EXERCISE AIM
Search the listing for the word "gripping". Copy every line where it is found.

RECORDS FOR THE TASK

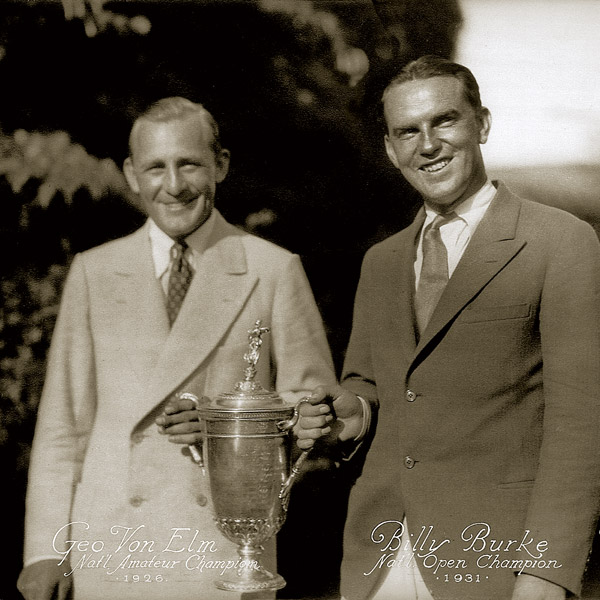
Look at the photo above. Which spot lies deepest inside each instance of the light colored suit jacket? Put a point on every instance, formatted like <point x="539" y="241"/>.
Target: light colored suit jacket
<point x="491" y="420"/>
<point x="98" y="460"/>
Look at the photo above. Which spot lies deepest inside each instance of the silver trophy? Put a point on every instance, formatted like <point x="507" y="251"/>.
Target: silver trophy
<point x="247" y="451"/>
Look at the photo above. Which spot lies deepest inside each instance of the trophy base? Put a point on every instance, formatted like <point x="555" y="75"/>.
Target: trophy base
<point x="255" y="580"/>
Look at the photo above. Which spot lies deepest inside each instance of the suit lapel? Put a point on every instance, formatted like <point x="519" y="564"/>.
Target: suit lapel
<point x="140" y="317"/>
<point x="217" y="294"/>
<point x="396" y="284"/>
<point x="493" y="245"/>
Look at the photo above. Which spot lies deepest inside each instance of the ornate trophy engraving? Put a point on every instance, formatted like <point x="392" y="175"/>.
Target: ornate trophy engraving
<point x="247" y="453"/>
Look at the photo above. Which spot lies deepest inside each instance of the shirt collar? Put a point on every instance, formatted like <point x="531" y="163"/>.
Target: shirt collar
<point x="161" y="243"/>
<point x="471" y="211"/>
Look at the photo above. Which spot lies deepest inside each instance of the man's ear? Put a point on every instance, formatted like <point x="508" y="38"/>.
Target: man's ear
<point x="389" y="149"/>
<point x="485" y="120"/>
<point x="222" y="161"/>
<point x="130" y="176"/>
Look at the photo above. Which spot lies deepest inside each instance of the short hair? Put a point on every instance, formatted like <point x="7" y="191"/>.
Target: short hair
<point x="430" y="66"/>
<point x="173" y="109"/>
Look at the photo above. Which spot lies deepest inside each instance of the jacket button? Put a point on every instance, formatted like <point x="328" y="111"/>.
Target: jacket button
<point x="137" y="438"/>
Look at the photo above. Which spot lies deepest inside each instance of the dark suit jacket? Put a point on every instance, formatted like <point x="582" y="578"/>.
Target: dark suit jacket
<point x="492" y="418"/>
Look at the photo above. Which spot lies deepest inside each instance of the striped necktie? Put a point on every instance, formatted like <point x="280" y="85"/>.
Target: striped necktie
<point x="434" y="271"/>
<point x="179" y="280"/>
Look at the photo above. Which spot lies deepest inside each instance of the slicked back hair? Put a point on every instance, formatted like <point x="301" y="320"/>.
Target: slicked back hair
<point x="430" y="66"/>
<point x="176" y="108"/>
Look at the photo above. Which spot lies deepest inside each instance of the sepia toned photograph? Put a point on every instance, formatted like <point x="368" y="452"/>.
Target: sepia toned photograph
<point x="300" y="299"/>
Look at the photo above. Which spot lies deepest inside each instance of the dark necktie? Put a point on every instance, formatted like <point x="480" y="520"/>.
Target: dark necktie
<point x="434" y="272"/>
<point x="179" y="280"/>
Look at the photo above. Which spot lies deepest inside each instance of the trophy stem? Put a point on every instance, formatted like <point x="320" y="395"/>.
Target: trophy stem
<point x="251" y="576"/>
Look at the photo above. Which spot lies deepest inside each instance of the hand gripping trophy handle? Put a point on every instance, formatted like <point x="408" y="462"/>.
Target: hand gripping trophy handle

EXERCISE ANSWER
Look at the photo above. Which spot lies deepest inside each instance of the hand gripping trophy handle? Put a point on every instance, formatted like <point x="408" y="462"/>.
Target: hand gripping trophy handle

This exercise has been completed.